» **Requirements**:
**a)** Answer these questions from the forum thread on New York area airports:
(i) Which two airports does the opening post say Newark will resemble under the plan?
(ii) Which term does trainman74 point out is more commonly associated with train stations?
(iii) According to PVD, what should part of Rikers Island be used for if the city closes it?
**b)** Rewrite the stretch from "The RPA Vision" through "might be interested." in the forum thread on New York area airports, swapping "Central Concourse" for "Main Terminal".
**c)** Write the next part of the forum thread on New York area airports, picking up after its final line.

» **Provided passage**:

┄┄┄┄┄┄┄┄┄┄┄┄┄┄┄┄┄┄┄┄

# New York Area Airport Evolution Vision



## jis (Jul 2, 2019)

The RPA Vision for the evolution of New York Area Airports appears in this PDF tome:

http://library.rpa.org/pdf/RPA-Upgrading-to-World-Class-Revisited.pdf

From a rail transit perspective, it is interesting how much attention has been paid to the seamless integration with rail. Specially for Newark Airport, it calls for moving the Central Concourse with checkin and baggage facilities to be collocated with the vastly expanded new rail station a little further south (west) of the current station, with APM connecting to six gate area modules. This will make EWR similar to Shanghai or Frankfurt airports.

Here is the new proposed layout of Newark Airport:



Anyway, thought some here might be interested.


----------



## trainman74 (Jul 2, 2019)

Interesting they use the term "headhouse," more commonly associated with train stations, to describe the main part of the airport.


----------



## saxman (Jul 8, 2019)

Wow, that's quite the plan with new runways and everything. I browsed through the whole document and saw diagrams of JFK too, but did not read much. Isn't EWR suppose to break ground on a new terminal though? It would be in the way of their planned runway on the west side and it's not at all taken into account. I also thought the addition of a runway or two at JFK was an interesting location too. Lots of cargo and maintenance hangars are over there and looks like most of the terminals are incorporated into the existing new terminals that have been built in the last decade. I believe JFK is about to expand Terminal 1 in the next few months too. I do like the idea of better train service to both. The silly disney train at EWR is a disaster. The use of the old LIRR Rockaway Beach line to JFK is also a great idea. It also looks like they plan on Teterboro being demolished.


----------



## jis (Jul 8, 2019)

This is what the Regional Planning Association thinks what will happen Of course PANYNJ will come up with their own plan which is worse than anyone else can conjure up, waste a zillion dollars on it and build it, which will be obsolete the day before it is completed and will have to be torn down in 15 years. Otherwise they would not be PANYNJ now, would they?


----------



## PVD (Jul 8, 2019)

If NYC goes ahead with its plans to close Rikers Island it would be a huge mistake not to use part of it for LGA expansion, the present 2 runway configuration, with an intersection at one end, can be a real bottleneck.


----------



## jis (Jul 8, 2019)

┄┄┄┄┄┄┄┄┄┄┄┄┄┄┄┄┄┄┄┄

» **Data excerpt**:
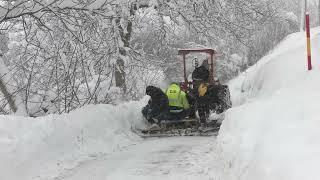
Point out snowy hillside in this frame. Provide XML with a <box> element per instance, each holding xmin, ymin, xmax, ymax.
<box><xmin>0</xmin><ymin>98</ymin><xmax>147</xmax><ymax>180</ymax></box>
<box><xmin>218</xmin><ymin>30</ymin><xmax>320</xmax><ymax>180</ymax></box>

┄┄┄┄┄┄┄┄┄┄┄┄┄┄┄┄┄┄┄┄

» **Responses**:
**a)**
(i) Shanghai and Frankfurt airports.
(ii) "Headhouse."
(iii) LGA expansion.

**b)**
The RPA Vision for the evolution of New York Area Airports appears in this PDF tome:

http://library.rpa.org/pdf/RPA-Upgrading-to-World-Class-Revisited.pdf

From a rail transit perspective, it is interesting how much attention has been paid to the seamless integration with rail. Specially for Newark Airport, it calls for moving the Main Terminal with checkin and baggage facilities to be collocated with the vastly expanded new rail station a little further south (west) of the current station, with APM connecting to six gate area modules. This will make EWR similar to Shanghai or Frankfurt airports.

Here is the new proposed layout of Newark Airport:



Anyway, thought some here might be interested.

**c)**
The real bottleneck in the NY area is actually the airspace and conflicts between arrival and departure paths of the three major airports. La Guardia has serious conflicts with both JFK and EWR, reducing net capacity of all three even if they had every runway conflict free on the ground at each airport.


----------



## PVD (Jul 8, 2019)

It is certainly congested airspace with real capacity problems. That will certainly get worse before (if ever) it gets better. The intersection really does make LGA worse than it could be.


----------



## adamj023 (Jan 25, 2020)

PVD said:


> If NYC goes ahead with its plans to close Rikers Island it would be a huge mistake not to use part of it for LGA expansion, the present 2 runway configuration, with an intersection at one end, can be a real bottleneck.



Closing Rikers island altogether is a huge mistake. I would have kept Rikers open but built new higher facilities so parts of it could be used along with airport expansion projects. With that being said, it is unclear what will happen to it. 

All three airports should modernize and coordinate airspace so it should be used efficiently along with the newer control systems and newer aircraft that can work with it. All three airports are needed and are all seeing record passenger growth. I don’t see any of the airports as better than another assuming all were modernized. Each has their own purpose and location or specific flight availability are primarily how people will choose airports. As far as rail connections, Newark will have the most at three with PATH, NJ Transit and Amtrak. JFK has two with LIRR and NYC Subway. La Guardia has plans for LIRR and NYC Subway but that is being questioned since location of rail is wrong for many. I could see expansions on rail links such as bigger facilities to handle more people if growth requires it over time.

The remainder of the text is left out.